> GIVEN PASSAGE:
● ● ● ● ●

Big Lou's Butcher Shop

Big Lou's Butcher Shop is one of new restaurants that opened up in the new year; the restaurant is located in a couple of blocks from Chinatown, and is from the owners of the nearby Two Chefs and a Table. While the food is similar to Meat & Bread, in terms of being a sandwich joint, the place is unique because it is primarily a butcher shop first and foremost.

The space and design of the restaurant and shop has a charmingly old-fashioned, yet graphically modern feel. The meat display is wonderfully attractive, with meat laid out in a most pleasing way. The meat itself is locally sourced.

There is also a selection of pickles (asparagus, bean), and various spice rubs.

While the store is quite spacious, the eat-in dining area is quite minimal, consisting of just a bar facing the wall and some (quite uncomfortable) stools. The butcher art is quite a nice touch.

Here's the porchetta sandwich ($9), with a Boylan Black Cherry soda, which Brigid ordered. The sandwiches came attractively wrapped in custom printed paper and white string. The pork itself was very flavourful - juicy and well-seasoned. While the sandwiches had bits of crackling, the pieces that were included where quite hard, nearly teeth-breakingly so. In comparison with the porchetta sandwich at Meat & Bread, Big Lou's version is not as good, due to many tiny reasons; however, it is still a pretty good sandwich.

● ● ● ● ●

> SET EXERCISE 1:
Answer the following questions using the Big Lou's Butcher Shop review.
(a) Who is behind Big Lou's Butcher Shop?
(b) What two kinds of pickles are listed?
(c) What was the price of the porchetta sandwich?
> SET EXERCISE 2: Transcribe the section of the Big Lou's Butcher Shop review between "While the store" and "pretty good sandwich.", inclusive.

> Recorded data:
● ● ● ● ●

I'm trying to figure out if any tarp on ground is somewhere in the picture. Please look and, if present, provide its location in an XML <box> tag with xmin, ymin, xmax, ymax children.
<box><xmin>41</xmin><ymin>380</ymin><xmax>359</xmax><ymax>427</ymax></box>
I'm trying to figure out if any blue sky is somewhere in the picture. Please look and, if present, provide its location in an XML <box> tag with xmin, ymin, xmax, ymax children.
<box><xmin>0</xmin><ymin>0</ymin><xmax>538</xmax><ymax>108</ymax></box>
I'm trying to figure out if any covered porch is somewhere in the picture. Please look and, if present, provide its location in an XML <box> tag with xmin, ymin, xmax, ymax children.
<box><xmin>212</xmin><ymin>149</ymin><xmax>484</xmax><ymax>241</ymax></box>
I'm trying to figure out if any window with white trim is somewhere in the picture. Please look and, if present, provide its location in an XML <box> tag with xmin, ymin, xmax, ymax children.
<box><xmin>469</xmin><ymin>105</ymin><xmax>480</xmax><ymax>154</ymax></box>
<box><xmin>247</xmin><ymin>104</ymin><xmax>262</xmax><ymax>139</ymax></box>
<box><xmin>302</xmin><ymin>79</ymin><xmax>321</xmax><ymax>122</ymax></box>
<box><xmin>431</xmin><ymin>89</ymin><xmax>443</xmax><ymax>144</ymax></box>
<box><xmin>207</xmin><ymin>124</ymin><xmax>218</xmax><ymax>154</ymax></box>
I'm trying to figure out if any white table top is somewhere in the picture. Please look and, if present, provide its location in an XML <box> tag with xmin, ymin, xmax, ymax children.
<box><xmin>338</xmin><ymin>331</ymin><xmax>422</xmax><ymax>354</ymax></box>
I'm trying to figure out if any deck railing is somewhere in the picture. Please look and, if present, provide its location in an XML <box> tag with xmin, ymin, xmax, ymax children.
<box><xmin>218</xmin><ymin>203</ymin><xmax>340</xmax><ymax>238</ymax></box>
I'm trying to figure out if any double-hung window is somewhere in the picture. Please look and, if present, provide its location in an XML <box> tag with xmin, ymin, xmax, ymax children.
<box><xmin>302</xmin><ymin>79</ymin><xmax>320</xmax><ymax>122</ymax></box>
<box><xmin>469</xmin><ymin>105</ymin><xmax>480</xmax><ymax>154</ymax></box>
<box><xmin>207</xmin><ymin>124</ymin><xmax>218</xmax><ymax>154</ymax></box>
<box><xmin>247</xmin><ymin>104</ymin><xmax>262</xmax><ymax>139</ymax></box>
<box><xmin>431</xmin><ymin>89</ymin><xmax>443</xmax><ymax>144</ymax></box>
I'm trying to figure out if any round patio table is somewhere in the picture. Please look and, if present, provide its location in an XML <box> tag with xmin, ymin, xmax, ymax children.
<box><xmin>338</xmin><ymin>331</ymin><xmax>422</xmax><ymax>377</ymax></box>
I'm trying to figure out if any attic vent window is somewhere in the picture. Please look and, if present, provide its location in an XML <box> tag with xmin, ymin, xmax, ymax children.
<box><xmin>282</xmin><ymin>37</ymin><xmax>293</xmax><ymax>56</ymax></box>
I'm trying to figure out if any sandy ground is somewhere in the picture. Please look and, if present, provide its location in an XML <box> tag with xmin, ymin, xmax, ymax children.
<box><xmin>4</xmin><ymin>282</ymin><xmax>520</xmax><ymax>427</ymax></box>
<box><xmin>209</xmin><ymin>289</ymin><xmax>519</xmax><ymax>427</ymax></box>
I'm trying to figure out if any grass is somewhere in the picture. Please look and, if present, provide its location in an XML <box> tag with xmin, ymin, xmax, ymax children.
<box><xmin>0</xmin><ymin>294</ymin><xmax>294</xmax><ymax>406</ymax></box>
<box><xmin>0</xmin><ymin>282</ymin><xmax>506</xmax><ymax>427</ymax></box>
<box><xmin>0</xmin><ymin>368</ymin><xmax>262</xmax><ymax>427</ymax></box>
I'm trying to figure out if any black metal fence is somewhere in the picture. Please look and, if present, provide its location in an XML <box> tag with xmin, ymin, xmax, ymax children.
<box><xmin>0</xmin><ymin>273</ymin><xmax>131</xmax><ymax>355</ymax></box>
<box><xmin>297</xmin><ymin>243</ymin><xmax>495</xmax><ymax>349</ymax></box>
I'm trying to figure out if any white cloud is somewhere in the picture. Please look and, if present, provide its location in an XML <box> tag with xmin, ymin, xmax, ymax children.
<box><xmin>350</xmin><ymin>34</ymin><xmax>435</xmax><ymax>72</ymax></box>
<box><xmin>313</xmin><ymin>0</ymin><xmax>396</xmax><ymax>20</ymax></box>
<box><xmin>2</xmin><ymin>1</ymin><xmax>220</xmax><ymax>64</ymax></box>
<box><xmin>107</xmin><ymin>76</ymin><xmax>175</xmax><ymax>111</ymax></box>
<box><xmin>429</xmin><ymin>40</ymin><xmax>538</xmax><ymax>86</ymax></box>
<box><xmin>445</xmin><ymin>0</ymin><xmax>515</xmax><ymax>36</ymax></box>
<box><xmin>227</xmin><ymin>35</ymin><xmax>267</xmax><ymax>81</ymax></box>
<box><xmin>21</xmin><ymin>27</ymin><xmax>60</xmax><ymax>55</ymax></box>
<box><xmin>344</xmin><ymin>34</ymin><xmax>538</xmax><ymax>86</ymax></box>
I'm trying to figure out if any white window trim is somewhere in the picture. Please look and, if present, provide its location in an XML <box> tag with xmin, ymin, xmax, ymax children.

● ● ● ● ●

> FINAL RESULT 1:
(a) The owners of the nearby Two Chefs and a Table.
(b) Asparagus and bean.
(c) $9.

> FINAL RESULT 2:
While the store is quite spacious, the eat-in dining area is quite minimal, consisting of just a bar facing the wall and some (quite uncomfortable) stools. The butcher art is quite a nice touch.

Here's the porchetta sandwich ($9), with a Boylan Black Cherry soda, which Brigid ordered. The sandwiches came attractively wrapped in custom printed paper and white string. The pork itself was very flavourful - juicy and well-seasoned. While the sandwiches had bits of crackling, the pieces that were included where quite hard, nearly teeth-breakingly so. In comparison with the porchetta sandwich at Meat & Bread, Big Lou's version is not as good, due to many tiny reasons; however, it is still a pretty good sandwich.